• [Data supplied]
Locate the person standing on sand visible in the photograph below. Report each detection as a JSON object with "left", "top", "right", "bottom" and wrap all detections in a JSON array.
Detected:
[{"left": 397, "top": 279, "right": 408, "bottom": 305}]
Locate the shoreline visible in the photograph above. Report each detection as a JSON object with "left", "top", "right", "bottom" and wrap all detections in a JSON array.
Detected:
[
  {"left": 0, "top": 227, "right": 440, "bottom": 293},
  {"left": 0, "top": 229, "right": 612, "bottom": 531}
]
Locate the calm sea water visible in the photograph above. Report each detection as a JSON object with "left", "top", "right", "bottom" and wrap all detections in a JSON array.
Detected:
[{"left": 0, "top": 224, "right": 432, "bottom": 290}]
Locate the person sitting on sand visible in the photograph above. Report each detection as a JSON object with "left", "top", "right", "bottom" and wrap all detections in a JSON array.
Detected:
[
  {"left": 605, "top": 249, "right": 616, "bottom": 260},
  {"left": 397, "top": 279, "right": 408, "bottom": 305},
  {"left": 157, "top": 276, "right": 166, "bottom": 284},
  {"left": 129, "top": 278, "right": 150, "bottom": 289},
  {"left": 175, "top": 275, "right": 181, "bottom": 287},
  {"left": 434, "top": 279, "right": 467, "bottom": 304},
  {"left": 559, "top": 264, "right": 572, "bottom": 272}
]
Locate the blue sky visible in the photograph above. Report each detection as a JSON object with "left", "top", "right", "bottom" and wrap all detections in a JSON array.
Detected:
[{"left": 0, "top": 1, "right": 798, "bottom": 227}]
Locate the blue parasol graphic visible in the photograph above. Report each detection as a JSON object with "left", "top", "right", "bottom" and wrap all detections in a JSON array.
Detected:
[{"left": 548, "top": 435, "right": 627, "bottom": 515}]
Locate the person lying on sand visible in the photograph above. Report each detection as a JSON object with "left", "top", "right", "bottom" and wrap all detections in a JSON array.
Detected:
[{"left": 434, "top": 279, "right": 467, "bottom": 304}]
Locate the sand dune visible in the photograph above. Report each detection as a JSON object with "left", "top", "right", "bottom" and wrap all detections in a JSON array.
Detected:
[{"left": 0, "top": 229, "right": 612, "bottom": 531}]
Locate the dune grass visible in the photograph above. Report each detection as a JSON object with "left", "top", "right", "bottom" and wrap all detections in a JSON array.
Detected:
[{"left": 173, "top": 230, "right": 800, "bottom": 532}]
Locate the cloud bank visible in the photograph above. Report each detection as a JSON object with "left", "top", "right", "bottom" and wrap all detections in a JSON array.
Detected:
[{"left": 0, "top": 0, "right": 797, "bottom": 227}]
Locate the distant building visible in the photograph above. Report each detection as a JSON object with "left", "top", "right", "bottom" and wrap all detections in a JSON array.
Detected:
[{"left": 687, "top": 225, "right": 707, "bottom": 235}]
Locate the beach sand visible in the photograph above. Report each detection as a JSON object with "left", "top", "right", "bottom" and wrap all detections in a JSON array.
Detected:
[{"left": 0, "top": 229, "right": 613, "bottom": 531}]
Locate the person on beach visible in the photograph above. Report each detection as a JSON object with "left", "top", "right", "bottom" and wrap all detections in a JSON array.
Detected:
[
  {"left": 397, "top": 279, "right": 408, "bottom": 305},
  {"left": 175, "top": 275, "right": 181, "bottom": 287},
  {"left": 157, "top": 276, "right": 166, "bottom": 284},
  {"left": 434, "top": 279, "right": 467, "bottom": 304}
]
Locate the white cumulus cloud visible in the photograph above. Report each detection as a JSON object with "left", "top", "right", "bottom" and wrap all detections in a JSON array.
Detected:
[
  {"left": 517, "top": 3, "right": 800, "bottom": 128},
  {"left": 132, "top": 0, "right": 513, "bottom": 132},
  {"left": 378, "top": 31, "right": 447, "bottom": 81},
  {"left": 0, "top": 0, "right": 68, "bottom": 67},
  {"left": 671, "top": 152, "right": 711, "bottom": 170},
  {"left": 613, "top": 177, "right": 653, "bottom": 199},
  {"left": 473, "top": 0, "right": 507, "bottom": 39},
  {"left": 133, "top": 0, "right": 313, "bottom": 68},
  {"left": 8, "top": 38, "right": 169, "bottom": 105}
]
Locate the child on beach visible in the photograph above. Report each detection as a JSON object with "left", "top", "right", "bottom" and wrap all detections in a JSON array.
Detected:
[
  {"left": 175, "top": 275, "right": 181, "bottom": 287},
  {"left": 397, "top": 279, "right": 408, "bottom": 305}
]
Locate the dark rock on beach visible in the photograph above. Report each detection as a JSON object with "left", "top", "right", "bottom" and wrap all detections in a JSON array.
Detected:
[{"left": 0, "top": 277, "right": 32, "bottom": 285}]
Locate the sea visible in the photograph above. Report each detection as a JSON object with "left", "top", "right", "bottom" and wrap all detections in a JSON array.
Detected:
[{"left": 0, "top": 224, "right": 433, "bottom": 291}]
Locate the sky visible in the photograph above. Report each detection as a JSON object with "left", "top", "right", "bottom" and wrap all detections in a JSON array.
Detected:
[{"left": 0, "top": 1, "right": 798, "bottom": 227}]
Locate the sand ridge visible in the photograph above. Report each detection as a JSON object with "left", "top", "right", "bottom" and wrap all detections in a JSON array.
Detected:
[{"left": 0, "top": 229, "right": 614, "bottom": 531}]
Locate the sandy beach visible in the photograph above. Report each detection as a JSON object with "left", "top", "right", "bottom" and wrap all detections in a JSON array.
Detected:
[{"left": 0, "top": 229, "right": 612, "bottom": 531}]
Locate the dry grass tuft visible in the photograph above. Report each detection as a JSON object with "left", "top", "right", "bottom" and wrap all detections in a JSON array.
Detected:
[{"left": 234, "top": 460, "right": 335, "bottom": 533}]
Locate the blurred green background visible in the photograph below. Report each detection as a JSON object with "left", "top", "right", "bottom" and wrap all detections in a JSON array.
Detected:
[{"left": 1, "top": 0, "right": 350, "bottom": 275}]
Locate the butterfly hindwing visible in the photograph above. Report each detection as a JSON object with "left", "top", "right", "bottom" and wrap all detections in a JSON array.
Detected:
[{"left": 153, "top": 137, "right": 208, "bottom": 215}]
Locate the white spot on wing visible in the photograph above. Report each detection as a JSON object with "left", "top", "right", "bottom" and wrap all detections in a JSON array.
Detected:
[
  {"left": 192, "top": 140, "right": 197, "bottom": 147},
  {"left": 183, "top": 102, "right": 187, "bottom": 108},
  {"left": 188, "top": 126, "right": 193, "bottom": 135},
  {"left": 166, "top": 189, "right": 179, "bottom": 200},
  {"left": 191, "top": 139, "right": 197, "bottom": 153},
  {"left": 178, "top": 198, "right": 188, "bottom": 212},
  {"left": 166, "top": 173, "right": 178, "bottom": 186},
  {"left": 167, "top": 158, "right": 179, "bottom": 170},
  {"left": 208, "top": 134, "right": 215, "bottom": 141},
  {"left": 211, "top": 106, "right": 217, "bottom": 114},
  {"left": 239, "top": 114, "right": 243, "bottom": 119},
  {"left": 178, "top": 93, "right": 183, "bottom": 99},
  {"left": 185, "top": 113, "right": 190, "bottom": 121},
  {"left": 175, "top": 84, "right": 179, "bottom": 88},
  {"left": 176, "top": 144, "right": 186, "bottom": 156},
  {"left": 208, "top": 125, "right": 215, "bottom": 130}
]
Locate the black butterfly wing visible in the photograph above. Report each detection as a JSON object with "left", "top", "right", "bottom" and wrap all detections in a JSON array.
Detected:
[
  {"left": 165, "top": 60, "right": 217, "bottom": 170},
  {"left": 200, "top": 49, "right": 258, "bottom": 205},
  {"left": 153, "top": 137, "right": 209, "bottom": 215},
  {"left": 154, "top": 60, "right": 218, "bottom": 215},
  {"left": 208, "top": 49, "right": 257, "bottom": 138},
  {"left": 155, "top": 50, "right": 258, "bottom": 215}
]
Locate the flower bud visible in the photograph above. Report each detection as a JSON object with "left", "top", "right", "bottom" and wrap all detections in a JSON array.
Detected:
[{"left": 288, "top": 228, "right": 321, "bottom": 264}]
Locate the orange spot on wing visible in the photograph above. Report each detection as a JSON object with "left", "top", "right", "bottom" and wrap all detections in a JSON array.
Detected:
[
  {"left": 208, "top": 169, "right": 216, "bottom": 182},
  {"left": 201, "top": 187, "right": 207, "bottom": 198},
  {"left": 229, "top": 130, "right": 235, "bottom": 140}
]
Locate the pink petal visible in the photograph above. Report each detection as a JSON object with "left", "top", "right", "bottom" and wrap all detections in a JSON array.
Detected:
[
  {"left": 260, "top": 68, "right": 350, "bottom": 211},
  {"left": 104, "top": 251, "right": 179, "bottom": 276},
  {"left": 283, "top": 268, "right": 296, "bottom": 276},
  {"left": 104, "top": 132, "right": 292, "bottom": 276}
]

• [Activity]
Lines holding the word "butterfly": say how many there are in the data, and nothing more.

• [Exercise answer]
2